Azerbaijan needs to diversify its economy away from fossil fuels. One of the ways this can be achieved is by investing in human capital in rural areas.
A transit hub since Silk Road times, Azerbaijan’s strategic location on the Caspian Sea between Russia, Iran, Armenia, and Georgia rewarded it with easy trade access to China, Central Asia, and Europe even before the discovery of its vast fossil fuel reserves.
Marco Polo wrote that oil from the Absheron peninsula was burned for heat and exported to the Middle East, and the world’s first industrial exaction of oil from a drilled well took place in Azerbaijan in 1846.
Since Azerbaijan gained independence in 1991, its industry and population have further concentrated into the Absheron peninsula’s Greater Baku Area, comprised of Baku, Sumqayit, and satellite cities, which has immediate proximity to the Caspian Sea’s offshore oil and gas reserves.
Those oilfields produce 90 per cent of the country’s exports and almost two-thirds of total budget revenue.
After the First Karabakh War, which ended in 1994, fossil fuel exports boomed, sustaining growth at 11 per cent from 2000 to 2015, before experiencing a slowdown. Since then, Azerbaijan has attempted—without much success—to diversify its economy away from fossil fuels.
“Global transition towards a low-emissions economic model offers opportunities for Azerbaijan to be globally and regionally competitive,” said Sarah Michael, World Bank Country Manager for Azerbaijan. “To make the best of it, Azerbaijan needs to focus on decarbonising and diversifying the economy, bolstering innovation, and natural and human capital development.”
Inequality and rural poverty
Poverty declined from 49 per cent in 2004 to 4.9 per cent in 2014, but inequality remained—according to a 2021 World Bank report, Azerbaijan exhibits more than two times the inequality of any other country in Europe and Central Asia with poverty concentrated in rural areas.
While over 40 per cent of the population works in agriculture, the sector accounts for only 5.7 per cent of gross domestic product due to undeveloped agro-processing industries, limited access to finance, poor market linkages, and lack of skills and knowledge on modern agricultural technologies.
The departure of educated and skilled workers from rural areas for Baku or other countries further worsens human capital gaps between urban and rural populations. Over a million Azerbaijanis have emigrated to Russia, Turkey, the European Union, Ukraine, Israel, Central Asia, and elsewhere for education and work.
“If the active and dynamic part of the population from the regions flows to the capital, the development of the regions weakens significantly,” suggested economist Rovshan Aghayev for the Baku Research Institute. “That is because the depopulation of rural regions is not related to the production, migrants are also consumers, and as internal migration expands, regions lose their advantages as markets.”
Outlook
Growth slowed in 2022 as inflation soared to 13.9 per cent for the year and oil production slowed. Inflation remained as high as ten per cent in September 2023, and the Asian Development Bank forecasts Azerbaijan will have the lowest growth rate in gross domestic product (GDP)—only 2.2 per cent—of any country in Central Asia and the Caucasus.

* * *

» WHAT THE EXERCISE ASKS:
Carry on the piece about Azerbaijan's economy, starting right after its last sentence.

» DATA SHOWN:

* * *

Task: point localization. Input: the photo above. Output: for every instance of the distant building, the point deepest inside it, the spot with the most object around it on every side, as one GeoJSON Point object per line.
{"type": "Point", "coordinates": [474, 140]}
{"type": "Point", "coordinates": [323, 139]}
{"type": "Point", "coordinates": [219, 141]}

* * *

» ANSWER FOR THIS EXERCISE:
Higher household income boosted private consumption by 5.1 per cent in the first half of 2023 but continued double-digit inflation may curb real incomes and consumption.
Although the war in Ukraine has increased Western interest in Azerbaijan as a source of energy and as a key link in the Middle Corridor to circumvent Russia, there are still serious logistics and capacity concerns to address before that route will be ready to handle the same volume of trade as Russia’s trans-Siberian networks.
Since Azerbaijan regained control over areas of Nagorno-Karabakh and its surroundings in the Second Karabakh War in 2020, there have been extensive efforts to rebuild areas damaged by the conflict ahead of the return of hundreds of thousands of internally displaced Azerbaijanis. High government investment—including in pipelines, hydropower plants, and the restoration of historical structures in Karabakh—boosted growth in construction from 8.7 per cent in the first seven months of 2022 to 13.2 per cent a year later.
Baku’s September offensive against the remaining areas of Karabakh under the control of the Artsakh breakaway state resulted in the tragic exodus of almost all of the region’s 120,000 ethnic Armenian residents but also put an end to a conflict that has been a source of geopolitical instability for three and a half decades. All of the territory de jure recognised as Azerbaijan has returned to Baku’s de facto control.
However, a war with Armenia-proper to seize a land corridor connecting mainland Azerbaijan with its exclave of Nakhchivan would jeopardise this newfound political certainty and risk Western sanctions.
Prioritising diversification and tourism, investing in human capital in rural areas, re-opening its land borders (closed since the Covid-19 pandemic), ensuring a meaningful improvement in the quality of life of its internally displaced persons, and finalising a long-sought peace agreement with Armenia would allow Azerbaijan to remedy its structural challenges while guaranteeing peace and cooperation for future generations of Caucasians.